◆ **PASSAGE PROVIDED**:
☆ ☆ ☆ ☆ ☆ ☆ ☆
The One with the Stars
1926. In the United States, the Roarin’ Twenties are blazing ahead.
Women are cutting their hair in short bobs as both a fashion trend, but also as a symbol for their fight for equal rights. Amelia Earhart, one of those women, takes to the male dominated skies. Gösta Mittag-Leffler, a Swedish mathematician, tries to give credit to overshadowed women in science, including helping installing the first female full professor and pushing to give the Nobel Prize to both Pierre and Marie Curie. In this year of 1926, he works to contact Henrietta Swan Leavitt to nominate her for a Nobel Prize in Physics, but as he finds out, she succumbed to cancer four years prior.
If Henrietta Swan Leavitt’s name doesn’t ring a bell, than maybe Edward Charles Pickering and his Human Computers do? Beginning in 1886, after being frustrated by his male assistants, he began hiring women to perform astronomical calculations for low wages. Leavitt was one of those women.
☆ ☆ ☆ ☆ ☆ ☆ ☆
◆ **REQUIRED ACTIONS**:
1: According to the passage on Henrietta Swan Leavitt, why was Gösta Mittag-Leffler unable to nominate her for a Nobel Prize in Physics in 1926?
2: Reproduce the section of the passage on Henrietta Swan Leavitt from "Women are cutting" to "of those women." without any changes.

Source data:
☆ ☆ ☆ ☆ ☆ ☆ ☆
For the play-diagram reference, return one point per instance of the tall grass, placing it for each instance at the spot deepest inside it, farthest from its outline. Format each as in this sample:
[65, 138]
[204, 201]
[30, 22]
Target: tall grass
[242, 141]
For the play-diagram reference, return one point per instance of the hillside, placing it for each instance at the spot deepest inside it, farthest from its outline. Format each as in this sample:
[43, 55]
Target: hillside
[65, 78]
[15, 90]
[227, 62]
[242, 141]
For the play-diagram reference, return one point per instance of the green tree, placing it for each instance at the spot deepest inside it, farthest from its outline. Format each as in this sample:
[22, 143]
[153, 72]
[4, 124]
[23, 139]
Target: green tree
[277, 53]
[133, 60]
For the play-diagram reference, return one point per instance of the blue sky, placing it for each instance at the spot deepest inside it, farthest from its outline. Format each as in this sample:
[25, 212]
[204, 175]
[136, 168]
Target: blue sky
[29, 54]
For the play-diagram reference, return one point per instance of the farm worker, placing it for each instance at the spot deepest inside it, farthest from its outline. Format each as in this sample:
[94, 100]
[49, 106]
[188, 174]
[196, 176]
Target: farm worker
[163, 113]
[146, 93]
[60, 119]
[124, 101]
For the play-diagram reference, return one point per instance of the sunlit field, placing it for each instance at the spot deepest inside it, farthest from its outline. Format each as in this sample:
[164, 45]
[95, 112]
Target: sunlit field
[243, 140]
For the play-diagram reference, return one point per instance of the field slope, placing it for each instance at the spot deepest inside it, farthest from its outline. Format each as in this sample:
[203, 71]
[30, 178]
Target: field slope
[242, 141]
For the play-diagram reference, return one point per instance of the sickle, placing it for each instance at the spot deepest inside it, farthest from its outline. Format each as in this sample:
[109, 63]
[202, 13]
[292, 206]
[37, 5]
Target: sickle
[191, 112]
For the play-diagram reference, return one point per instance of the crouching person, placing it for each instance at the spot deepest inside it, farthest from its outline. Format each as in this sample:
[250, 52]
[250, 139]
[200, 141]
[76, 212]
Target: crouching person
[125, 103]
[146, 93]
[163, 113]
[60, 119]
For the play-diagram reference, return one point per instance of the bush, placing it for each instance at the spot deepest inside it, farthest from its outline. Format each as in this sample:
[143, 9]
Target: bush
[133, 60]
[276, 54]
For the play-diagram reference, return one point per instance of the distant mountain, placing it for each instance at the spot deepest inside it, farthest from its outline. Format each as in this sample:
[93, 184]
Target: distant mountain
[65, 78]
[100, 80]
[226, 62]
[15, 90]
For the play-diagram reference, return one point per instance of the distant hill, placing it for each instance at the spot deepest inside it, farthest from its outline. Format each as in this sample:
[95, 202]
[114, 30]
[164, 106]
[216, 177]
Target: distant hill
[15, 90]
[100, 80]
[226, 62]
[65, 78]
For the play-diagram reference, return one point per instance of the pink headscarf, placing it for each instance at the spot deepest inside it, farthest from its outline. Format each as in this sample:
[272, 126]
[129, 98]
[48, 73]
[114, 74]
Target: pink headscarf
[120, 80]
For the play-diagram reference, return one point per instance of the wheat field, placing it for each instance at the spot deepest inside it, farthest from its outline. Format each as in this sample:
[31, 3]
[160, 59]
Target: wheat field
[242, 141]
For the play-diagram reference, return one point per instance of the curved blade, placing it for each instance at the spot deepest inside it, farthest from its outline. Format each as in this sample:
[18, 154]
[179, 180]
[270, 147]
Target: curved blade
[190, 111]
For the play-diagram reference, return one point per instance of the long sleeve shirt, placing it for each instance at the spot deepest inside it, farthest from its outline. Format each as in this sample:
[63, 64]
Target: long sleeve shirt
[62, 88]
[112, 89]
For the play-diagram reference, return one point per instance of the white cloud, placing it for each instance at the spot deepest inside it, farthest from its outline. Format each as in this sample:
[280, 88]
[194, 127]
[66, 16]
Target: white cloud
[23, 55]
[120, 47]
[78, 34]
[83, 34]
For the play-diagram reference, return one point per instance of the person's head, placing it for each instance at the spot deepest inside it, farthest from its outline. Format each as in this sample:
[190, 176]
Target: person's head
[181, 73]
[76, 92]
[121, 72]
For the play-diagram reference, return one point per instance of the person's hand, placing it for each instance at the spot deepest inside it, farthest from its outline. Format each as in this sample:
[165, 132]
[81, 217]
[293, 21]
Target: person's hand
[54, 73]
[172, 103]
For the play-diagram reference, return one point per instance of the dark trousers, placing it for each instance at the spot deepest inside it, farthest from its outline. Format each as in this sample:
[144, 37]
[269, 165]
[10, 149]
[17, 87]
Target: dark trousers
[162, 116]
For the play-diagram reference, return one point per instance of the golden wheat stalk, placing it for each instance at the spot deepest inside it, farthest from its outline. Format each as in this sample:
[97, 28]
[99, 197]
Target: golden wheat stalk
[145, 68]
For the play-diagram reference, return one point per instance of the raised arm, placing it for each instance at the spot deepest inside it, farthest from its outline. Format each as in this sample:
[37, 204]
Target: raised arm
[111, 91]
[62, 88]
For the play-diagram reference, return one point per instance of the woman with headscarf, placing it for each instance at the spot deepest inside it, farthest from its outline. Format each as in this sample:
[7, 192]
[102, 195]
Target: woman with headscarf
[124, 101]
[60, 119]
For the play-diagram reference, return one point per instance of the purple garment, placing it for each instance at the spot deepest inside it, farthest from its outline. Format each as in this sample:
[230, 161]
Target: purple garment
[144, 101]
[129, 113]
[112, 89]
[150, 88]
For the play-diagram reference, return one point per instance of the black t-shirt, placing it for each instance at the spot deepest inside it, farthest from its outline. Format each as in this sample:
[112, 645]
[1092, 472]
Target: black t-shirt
☆ ☆ ☆ ☆ ☆ ☆ ☆
◆ **ANSWER LIST**:
1: When he tried to contact her to nominate her, he learned that she had died of cancer four years earlier.

2:
Women are cutting their hair in short bobs as both a fashion trend, but also as a symbol for their fight for equal rights. Amelia Earhart, one of those women, takes to the male dominated skies. Gösta Mittag-Leffler, a Swedish mathematician, tries to give credit to overshadowed women in science, including helping installing the first female full professor and pushing to give the Nobel Prize to both Pierre and Marie Curie. In this year of 1926, he works to contact Henrietta Swan Leavitt to nominate her for a Nobel Prize in Physics, but as he finds out, she succumbed to cancer four years prior.
If Henrietta Swan Leavitt’s name doesn’t ring a bell, than maybe Edward Charles Pickering and his Human Computers do? Beginning in 1886, after being frustrated by his male assistants, he began hiring women to perform astronomical calculations for low wages. Leavitt was one of those women.